Job 1 =>
Do the following statements agree with the career interview below? Answer yes or no to each of (a), (b), and (c), and quote the words from the interview that decide it.
(a) The speaker studied stochastic optimization in graduate school.
(b) The speaker had worked in Europe before Robeco made its approach.
(c) The speaker has been on this career journey for 20 years.

Passage given =>
____________________

You’ve had an interesting journey in your career. Can you tell us how you got here?
“I have never really had a grand plan on how my career should turn out. I got into finance because I studied stochastic optimization in graduate school. I graduated in the middle of the 2000s and since derivatives were the talk of the town at that point, it was a sensible channel for gainful employment given my affinity for math.”
“But a few years after I joined that world, the global financial crisis sent a shock wave that rippled through the system. I did some soul searching and, lo and behold, discovered that the buy-side of finance was very interesting, involving a lot of different disciplines. Investors do not buy securities only because they are cheap; behavioral and social elements also influence investment decisions.”
“Although it was a tricky environment to navigate in 2009-10, Google at the time was setting up their own trading desk to manage their assets, and I was fortunate to be able to seize the opportunity. After arriving at Google, I started to really appreciate the power of data and algorithms. Back then, it was still early days in this field and the concept of nowcasting was popularized by the chief economist at Google, Hal Varian, who published an academic paper on the topic.”
“Witnessing how you could gain insights through the use of data really piqued my interest. And in a bid to satisfy my curiosity, I found my way to Blackrock, specifically to their Scientific Active Equity unit. This was a great experience for me as I was able to put my education from Google into practice. It involved the use of non-standard financial information – or what is now termed alternative data – to examine the performance of companies beyond a financial statement perspective.”
“From alternative data, you naturally gravitate towards algorithms, machine learning (ML), natural language processing (NLP) and so on, as these are some of the necessary tools for analyzing unstructured data. So I have been on this journey for 17 years. And so far, so good. Finance is an evergreen field as there is always a quandary that perplexes the market. This makes it fascinating, so I am very lucky in that sense. Even though I began with no grand plan, it has worked out well so far.”
So what led you to join Robeco?
Robeco approached me with an exciting challenge of developing and driving its alternative alpha offering. This grabbed my attention given that it is a big area of interest for me. To be honest, I initially knew very little about Robeco as I had worked in the US for my entire professional career. But after doing my homework, I was impressed by its historical heritage, global presence as well as its well-regarded quant and sustainability capabilities.”
“As Americans, we also draw a lot of inspiration from our European peers in terms of thought leadership in the field of sustainability. And given that it is close to my heart, the opportunity to take my career to the next level, particularly from a sustainability perspective, really appealed to me. Again, working for a European firm was never part of a grand plan, but the nature of the opportunity attracted me.”
And what is your initial impression?

____________________

Records to process =>

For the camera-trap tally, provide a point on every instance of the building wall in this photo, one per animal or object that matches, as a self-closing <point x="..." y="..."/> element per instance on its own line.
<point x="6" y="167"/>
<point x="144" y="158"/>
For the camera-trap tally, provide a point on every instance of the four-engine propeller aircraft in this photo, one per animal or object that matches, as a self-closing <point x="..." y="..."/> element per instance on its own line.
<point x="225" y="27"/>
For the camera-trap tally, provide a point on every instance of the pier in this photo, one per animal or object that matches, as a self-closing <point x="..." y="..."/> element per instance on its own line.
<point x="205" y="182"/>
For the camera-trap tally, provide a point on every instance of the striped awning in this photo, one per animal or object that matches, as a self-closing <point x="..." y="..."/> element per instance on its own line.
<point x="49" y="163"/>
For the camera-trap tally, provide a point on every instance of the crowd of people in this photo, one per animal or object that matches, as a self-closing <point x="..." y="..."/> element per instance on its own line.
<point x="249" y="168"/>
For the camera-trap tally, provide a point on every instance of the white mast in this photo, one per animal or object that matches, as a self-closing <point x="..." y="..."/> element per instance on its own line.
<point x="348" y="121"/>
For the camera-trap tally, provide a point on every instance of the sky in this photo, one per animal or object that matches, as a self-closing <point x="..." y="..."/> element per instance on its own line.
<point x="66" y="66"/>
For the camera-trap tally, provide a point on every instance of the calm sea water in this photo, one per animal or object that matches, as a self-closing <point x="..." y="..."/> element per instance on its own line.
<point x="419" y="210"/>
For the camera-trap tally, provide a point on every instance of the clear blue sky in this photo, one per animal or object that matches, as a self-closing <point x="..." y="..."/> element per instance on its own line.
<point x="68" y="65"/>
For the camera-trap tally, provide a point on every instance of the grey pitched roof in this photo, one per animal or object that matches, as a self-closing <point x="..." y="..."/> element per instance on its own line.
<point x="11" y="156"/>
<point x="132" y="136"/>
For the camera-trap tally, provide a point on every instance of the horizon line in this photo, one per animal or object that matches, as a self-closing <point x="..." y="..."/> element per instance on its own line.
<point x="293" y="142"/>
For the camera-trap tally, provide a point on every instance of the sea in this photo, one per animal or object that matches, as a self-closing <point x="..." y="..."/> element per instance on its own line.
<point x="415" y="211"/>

____________________

Job 2 => Which lines of the records above contain the string "people"? Copy each one. Case counts.

Exercise result 1 =>
(a) Yes: "I got into finance because I studied stochastic optimization in graduate school."
(b) No: "I had worked in the US for my entire professional career."
(c) No: "So I have been on this journey for 17 years."

Exercise result 2 =>
For the camera-trap tally, provide a point on every instance of the crowd of people in this photo, one per animal or object that matches, as a self-closing <point x="..." y="..."/> element per instance on its own line.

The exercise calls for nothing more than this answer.